Article:
>>

British retailers will need to at least match world milk prices if reliable supply is to be secured in the future, latest research from Kite Consulting suggests.

Despite a milk glut in 2025, the oversupply was temporary and a result of UK farmers responding quickly to favourable margins, good weather and fewer production restrictions than seen in the EU or New Zealand, the Decoding Dairy Disruption – Why UK Retailers Must Rethink Dairy Procurement Strategy report showed.

For decades, the UK dairy sector has been focused on domestic retail, shaped by the logistics and pricing of liquid milk, the report claimed.

However, the market was beginning to evolve with new export opportunities and processors such as Arla and Müller investing heavily in export capabilities – including mozzarella, powders and whey. As a result, UK milk was increasingly tied to global markets where premium-added products commanded higher returns, the report suggested.

In addition, it cautioned that higher sustainability, carbon metrics, and animal welfare standards commanded by UK retailers could also lead to them being outcompeted by better-paying international counterparts with fewer demands.

It found that UK milk prices consistently trail comparable EU countries – 2.3p lower on average over 19 years when compared with Denmark, for example.

“What was once, for most of the time, a buyer’s market is now becoming a seller’s market, and this will only accelerate as new processing facilities come online,” explained Kite Consulting owner John Allen.

<<

Entries:
>>

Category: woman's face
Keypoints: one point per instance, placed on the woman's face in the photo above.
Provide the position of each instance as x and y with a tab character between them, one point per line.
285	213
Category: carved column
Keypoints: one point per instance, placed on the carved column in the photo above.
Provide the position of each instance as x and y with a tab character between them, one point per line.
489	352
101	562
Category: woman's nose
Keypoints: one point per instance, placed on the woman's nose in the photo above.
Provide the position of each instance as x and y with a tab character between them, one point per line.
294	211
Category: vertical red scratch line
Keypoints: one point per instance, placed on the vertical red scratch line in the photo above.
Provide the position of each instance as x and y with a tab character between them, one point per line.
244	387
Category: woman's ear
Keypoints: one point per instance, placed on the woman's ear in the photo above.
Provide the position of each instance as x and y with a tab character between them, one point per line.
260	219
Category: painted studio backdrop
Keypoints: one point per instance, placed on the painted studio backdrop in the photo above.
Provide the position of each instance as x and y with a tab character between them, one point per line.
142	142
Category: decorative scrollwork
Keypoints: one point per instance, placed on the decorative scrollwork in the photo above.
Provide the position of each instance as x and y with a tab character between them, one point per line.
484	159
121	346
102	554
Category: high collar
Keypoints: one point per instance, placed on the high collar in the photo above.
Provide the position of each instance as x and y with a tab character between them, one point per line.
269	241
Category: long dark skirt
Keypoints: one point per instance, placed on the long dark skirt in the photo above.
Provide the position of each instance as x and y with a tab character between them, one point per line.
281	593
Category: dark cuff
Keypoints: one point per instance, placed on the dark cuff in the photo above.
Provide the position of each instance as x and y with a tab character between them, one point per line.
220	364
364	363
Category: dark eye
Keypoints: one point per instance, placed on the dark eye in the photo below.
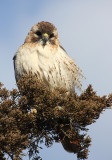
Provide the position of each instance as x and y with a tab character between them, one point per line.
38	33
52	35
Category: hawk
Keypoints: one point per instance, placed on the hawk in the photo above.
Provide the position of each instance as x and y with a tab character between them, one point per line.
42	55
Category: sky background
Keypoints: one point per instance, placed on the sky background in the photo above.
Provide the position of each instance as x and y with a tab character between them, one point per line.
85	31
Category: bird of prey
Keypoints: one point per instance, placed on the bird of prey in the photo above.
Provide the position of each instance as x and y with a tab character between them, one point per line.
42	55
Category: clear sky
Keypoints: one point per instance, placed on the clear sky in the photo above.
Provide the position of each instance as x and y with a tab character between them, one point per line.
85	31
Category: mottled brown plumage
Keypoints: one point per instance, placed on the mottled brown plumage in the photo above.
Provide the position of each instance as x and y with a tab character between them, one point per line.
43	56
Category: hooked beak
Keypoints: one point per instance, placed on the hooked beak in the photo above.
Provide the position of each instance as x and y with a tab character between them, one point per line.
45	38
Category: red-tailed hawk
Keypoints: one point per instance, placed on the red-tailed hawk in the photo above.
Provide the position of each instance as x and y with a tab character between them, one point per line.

<<
>>

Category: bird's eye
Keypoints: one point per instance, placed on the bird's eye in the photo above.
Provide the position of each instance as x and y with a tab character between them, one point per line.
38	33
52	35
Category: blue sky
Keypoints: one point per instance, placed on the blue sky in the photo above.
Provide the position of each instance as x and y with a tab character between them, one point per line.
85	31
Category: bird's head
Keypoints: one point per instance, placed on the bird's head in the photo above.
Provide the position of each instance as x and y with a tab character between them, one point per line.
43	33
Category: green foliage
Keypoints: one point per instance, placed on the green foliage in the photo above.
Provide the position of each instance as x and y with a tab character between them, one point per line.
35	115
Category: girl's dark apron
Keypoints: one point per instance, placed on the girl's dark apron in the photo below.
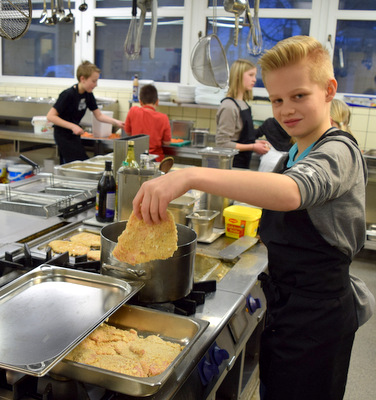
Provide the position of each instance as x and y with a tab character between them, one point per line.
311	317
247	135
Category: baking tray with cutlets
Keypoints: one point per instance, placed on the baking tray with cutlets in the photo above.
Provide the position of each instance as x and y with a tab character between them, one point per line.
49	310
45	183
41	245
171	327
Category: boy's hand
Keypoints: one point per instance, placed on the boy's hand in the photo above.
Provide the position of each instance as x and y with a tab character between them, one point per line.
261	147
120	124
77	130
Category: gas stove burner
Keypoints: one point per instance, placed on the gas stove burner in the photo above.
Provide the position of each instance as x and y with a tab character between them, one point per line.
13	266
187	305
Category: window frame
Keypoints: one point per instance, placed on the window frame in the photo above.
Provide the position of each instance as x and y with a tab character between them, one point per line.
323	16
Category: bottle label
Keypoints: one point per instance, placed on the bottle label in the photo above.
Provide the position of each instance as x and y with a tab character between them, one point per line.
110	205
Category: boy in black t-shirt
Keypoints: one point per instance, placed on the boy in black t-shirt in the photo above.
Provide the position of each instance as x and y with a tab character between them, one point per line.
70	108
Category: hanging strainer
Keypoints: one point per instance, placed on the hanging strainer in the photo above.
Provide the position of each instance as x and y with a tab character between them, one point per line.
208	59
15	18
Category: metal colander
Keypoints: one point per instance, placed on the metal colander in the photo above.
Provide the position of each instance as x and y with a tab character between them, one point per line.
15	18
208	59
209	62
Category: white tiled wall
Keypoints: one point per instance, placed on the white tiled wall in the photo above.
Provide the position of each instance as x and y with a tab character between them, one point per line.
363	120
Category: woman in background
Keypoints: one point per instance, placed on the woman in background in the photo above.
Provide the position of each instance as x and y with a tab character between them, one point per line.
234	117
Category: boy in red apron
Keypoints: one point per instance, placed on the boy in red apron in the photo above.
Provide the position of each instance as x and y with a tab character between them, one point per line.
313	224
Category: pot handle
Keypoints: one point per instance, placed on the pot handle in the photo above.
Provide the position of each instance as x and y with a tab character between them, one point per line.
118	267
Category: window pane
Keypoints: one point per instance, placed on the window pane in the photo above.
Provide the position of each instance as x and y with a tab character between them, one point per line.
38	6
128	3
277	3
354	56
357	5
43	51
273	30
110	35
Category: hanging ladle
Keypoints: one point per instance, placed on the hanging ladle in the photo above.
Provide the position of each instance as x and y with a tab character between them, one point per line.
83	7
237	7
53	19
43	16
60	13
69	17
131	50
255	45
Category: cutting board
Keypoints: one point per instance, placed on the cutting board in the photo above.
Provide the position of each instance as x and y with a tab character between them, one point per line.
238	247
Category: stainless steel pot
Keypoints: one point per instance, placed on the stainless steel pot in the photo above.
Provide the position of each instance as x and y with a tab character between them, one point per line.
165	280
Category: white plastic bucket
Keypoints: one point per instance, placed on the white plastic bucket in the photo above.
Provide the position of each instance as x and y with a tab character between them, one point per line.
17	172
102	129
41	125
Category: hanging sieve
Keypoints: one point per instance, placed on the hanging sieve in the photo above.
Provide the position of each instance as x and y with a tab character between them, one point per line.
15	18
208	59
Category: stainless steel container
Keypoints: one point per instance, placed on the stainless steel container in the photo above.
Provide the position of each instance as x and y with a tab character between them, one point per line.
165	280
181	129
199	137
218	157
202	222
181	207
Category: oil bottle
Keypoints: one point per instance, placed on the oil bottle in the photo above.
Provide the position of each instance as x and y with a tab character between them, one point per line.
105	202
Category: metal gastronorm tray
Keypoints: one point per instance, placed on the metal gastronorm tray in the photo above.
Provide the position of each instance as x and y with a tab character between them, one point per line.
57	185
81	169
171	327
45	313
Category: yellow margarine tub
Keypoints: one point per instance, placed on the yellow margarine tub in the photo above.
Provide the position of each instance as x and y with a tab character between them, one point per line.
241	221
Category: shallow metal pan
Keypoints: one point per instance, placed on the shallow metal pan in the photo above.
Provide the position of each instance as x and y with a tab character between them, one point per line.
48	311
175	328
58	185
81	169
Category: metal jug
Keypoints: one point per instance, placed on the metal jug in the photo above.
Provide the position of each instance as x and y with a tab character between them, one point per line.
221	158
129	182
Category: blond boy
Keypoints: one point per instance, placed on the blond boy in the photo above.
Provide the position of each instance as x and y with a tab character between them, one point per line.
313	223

<<

Problem description: According to the dairy article, how much lower have UK milk prices averaged compared with Denmark over 19 years?

Solution to the problem: 2.3p lower on average.